Leave the pictures out. Return all other data exactly.

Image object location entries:
/---

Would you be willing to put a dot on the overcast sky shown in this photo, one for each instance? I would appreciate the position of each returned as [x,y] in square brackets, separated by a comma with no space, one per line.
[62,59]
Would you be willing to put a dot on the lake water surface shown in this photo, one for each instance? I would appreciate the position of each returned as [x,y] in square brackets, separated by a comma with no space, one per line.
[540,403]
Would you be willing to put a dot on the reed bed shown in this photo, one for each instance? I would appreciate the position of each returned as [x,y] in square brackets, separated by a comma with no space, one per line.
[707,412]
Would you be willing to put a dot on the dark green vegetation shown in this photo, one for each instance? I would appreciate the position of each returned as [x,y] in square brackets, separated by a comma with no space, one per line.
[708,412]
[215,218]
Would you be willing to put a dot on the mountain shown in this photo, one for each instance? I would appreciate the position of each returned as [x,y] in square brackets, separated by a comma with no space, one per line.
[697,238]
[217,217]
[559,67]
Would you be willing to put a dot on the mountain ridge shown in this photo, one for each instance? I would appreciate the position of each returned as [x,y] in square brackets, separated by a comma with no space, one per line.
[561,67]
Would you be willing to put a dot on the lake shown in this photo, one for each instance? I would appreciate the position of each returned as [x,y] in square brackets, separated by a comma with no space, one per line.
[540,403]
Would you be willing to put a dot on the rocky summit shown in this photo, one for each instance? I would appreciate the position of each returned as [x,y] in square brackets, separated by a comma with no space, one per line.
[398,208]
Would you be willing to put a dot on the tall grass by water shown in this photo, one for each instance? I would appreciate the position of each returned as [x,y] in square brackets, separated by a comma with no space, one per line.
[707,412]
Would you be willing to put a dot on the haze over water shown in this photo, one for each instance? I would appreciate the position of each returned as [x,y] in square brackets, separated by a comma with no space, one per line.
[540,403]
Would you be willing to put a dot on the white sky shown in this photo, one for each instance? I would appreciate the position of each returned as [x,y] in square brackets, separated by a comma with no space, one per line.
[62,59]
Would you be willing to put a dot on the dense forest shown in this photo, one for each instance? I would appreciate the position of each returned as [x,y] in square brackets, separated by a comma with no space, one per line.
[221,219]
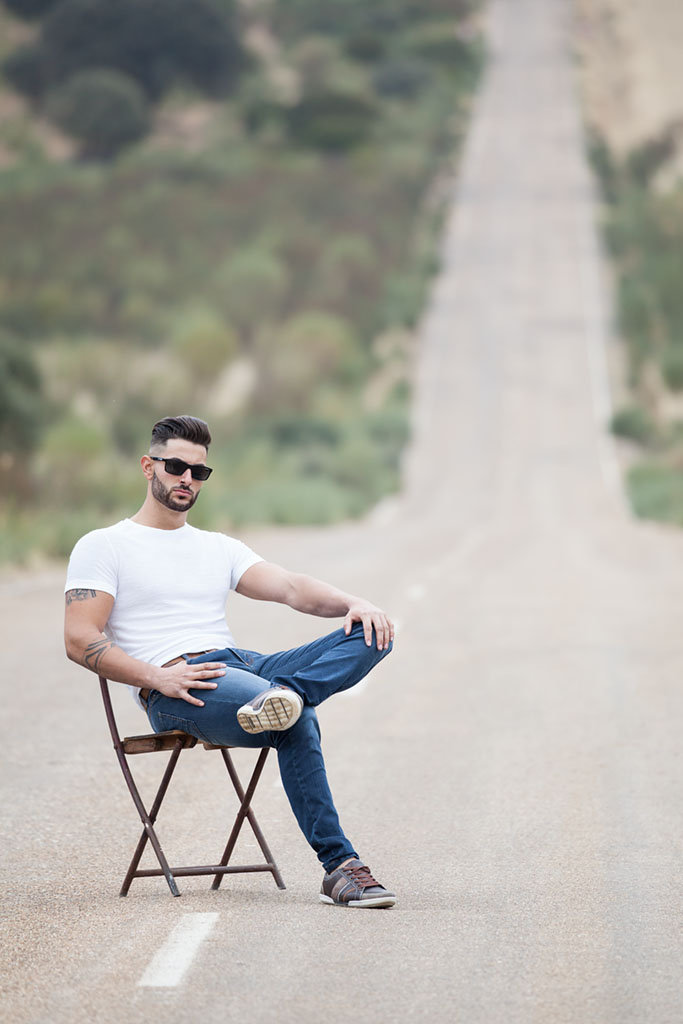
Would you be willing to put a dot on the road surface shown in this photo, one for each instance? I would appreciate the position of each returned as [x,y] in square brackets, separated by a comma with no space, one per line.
[512,770]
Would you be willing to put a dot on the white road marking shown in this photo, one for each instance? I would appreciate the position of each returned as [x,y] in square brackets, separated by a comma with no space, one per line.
[168,967]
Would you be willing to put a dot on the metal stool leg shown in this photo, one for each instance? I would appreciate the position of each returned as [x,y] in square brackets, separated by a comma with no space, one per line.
[246,812]
[148,833]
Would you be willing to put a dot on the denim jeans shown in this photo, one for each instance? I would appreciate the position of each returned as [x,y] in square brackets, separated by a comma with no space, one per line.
[315,671]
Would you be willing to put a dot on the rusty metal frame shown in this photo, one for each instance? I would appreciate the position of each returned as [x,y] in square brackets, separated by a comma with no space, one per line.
[175,741]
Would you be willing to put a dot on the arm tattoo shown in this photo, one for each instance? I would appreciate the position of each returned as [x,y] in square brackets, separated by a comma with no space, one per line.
[95,651]
[79,595]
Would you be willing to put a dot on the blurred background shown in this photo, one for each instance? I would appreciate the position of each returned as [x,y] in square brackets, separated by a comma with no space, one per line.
[232,208]
[223,208]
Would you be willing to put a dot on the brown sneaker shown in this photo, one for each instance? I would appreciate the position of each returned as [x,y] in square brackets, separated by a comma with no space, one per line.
[352,885]
[275,709]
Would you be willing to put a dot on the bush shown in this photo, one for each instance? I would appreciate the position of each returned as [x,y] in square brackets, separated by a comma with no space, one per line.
[656,492]
[156,42]
[634,424]
[331,121]
[672,368]
[30,8]
[103,110]
[22,404]
[403,77]
[27,71]
[251,287]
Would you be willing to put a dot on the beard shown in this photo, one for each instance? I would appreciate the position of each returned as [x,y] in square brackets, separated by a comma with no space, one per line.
[166,498]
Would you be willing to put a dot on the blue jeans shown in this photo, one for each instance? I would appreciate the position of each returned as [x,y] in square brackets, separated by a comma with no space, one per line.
[315,671]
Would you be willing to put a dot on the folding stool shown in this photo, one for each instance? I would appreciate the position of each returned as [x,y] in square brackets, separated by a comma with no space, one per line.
[175,741]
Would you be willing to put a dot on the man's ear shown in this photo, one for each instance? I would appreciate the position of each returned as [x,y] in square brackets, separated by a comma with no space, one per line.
[147,466]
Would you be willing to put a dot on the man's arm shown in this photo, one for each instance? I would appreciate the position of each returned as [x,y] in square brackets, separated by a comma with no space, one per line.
[267,582]
[86,615]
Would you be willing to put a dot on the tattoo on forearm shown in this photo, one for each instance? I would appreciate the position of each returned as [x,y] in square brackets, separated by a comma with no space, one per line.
[95,651]
[79,595]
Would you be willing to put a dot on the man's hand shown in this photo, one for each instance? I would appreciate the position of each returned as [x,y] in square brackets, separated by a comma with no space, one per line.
[177,680]
[372,619]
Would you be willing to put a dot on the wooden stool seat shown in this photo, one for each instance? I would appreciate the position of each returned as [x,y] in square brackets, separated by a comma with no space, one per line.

\---

#### Complete output
Would you be willing to put a dot on the overcast sky shown in this photo, one for each instance? I would appreciate the position of each returned as [x,y] in square brackets, separated by a comma with no space, one per line.
[62,59]
Would you be willing to put a dot on the lake water surface shown in this photo, one for each instance? I would appreciate the position of each returned as [x,y] in square brackets, separated by a comma with no space, one per line.
[540,403]
Would you be willing to put a dot on the reed bed shown in this photo, one for each instance? I would appreciate the position of each returned as [x,y] in square brackets, separated by a comma with no space, one per line.
[707,412]
Would you be willing to put a dot on the dark green vegetation shown in this photo, one for each instance? I would appreciate the position of each returned as [x,y] in square brackets, separated by a comma with no space, one per line.
[708,412]
[215,218]
Would you be willing to put a dot on the mountain shown in this photo, one for each instance? I would appreciate the position of each returned as [x,y] in square brackets, separated by a comma with no space, one per line.
[697,238]
[217,217]
[559,67]
Would you be willing to put a dot on the mountain ridge shown in this photo, one for each instance? I would appreciate the position of each returned as [x,y] in square brackets, separated by a comma with no space, one per line.
[561,67]
Would you be willing to put a dot on the lake shown in this photo, one for each instance? I would appreciate the position of each returned as [x,y] in square brackets, separated by a comma with no space, one per line.
[540,403]
Would you be willing to put a dot on the rocky summit shown in this photo, one for each instance? I would appreciate the position of each returned as [x,y] in square brackets, separated by a comma with no space, one per line.
[398,208]
Would you be willing to put a dot on the tall grass by water shown in this photo, one for each instance? I would appreciate the position of each returned as [x,y] in square brackets, separated by a comma with no space, one per line.
[707,412]
Would you be willing to put a dot on the haze over water shown in this photo, one for each instance? I would appreciate the position of each returned as [x,y] in square brackets, separated by a comma with no space, one per line.
[540,403]
Would you be willing to put a dot on the white sky shown in this photo, one for each instance? I would appreciate the position of each returned as [x,y] in square brackets, separated by a comma with no space, one per line.
[62,59]
Would you be willing to put a dot on the dense forest shown in this photo, one for each instance? I would appreciate the position of each returned as [x,y] in square brackets, separated by a comma with no space, one per line.
[221,219]
Would you be willing to put a dot on the road surface shown in this photo, one for each instance? I would appreciate the position of each returned as [x,y] in square brackets, separated by a comma with no space, one per line.
[512,770]
Would you be willing to put a dot on the white road marking shown in this photo, one for each instance? I would appreciate the position of each returned as [x,y] in square brackets, separated by a comma with no space, one per line.
[168,967]
Would you be willing to put a dot on the metal stool leg shown in this photo, one for each instance? I would appreciate the position of each returned as [x,y] in square brackets, separated by a comma with no space, one per line.
[246,812]
[148,833]
Would you be willing to put a dot on the denim jeans shown in this photo, one for each instance? I would appreciate the position of each returned as [x,y] in square brackets, separated by a comma with no space, one per line.
[315,671]
Would you be willing to put a dot on the rusty metal frame shown in this photo, one for each instance? I would appreciate the position of each returned as [x,y] in square brackets, separated by a comma with no space, one per line.
[175,741]
Would you be willing to put a dot on the arm tattoo shown in this photo, one for each instance? I would appreciate the position of each returned as [x,y] in square brackets, separated by a comma with no space, one per line.
[95,651]
[79,595]
Would you be willing to put a dot on the blurred background shown in this photo, one for each instance? I would appreciate the position of each returned as [x,y] in square brackets, separated by a comma with no space, one per line.
[232,208]
[223,208]
Would you be willing to put a dot on the brown sneaker shown in this photo, one for each instance? I would appreciate the position of each returned as [x,y] in square brackets, separated by a comma with no space, one per line.
[352,885]
[275,709]
Would you be willing to put a dot on the bush shown in this photo, one for each instance? I would appreciate the position of each returned as [x,y] in square brackets, separated by a comma with no space, one per line.
[656,492]
[156,42]
[634,424]
[331,121]
[672,368]
[30,8]
[103,110]
[22,404]
[403,77]
[27,71]
[251,287]
Would you be willing to put a dot on the beard shown in this photo, one for each instance? I would appreciate the position of each returned as [x,y] in square brackets, separated by a comma with no space, one per line.
[166,498]
Would you be willing to put a dot on the blue jeans shown in this photo, one for each instance? I would appreciate the position of each returned as [x,y] in square brackets, separated by a comma with no space, one per line.
[315,671]
Would you be willing to put a dot on the folding stool shown in this photo, one for each instance? I would appreciate the position of each returned as [x,y] in square brackets, separated by a comma with no space, one per line.
[175,741]
Would you be willing to put a dot on the man's ear shown in this photo, one for each instance? I would appreciate the position of each returned as [x,y] in square brackets, separated by a comma with no space, one per line.
[147,466]
Would you be willing to put a dot on the man's arm shown in this photo, one for each instance? I would appreciate the position of each returned as [x,y] in square brackets, separated by a comma with no space, one per line.
[267,582]
[86,615]
Would you be willing to put a dot on the tattoo on forearm shown in this photo, one for each instance? I would appreciate the position of each returned as [x,y] in square brackets, separated by a comma with no space, one per line.
[95,651]
[79,595]
Would you be willing to put a dot on the man's hand shown in this photo, one for each instance? I would appreciate the position of each returned as [x,y] in square brackets, separated by a comma with no space, one per line.
[177,680]
[372,619]
Would you be willing to put a dot on the wooden stool seat shown in this photo, one for each instance? I would appreciate the position of each returned as [x,y] in square brackets, separated by a comma with no space, one per line.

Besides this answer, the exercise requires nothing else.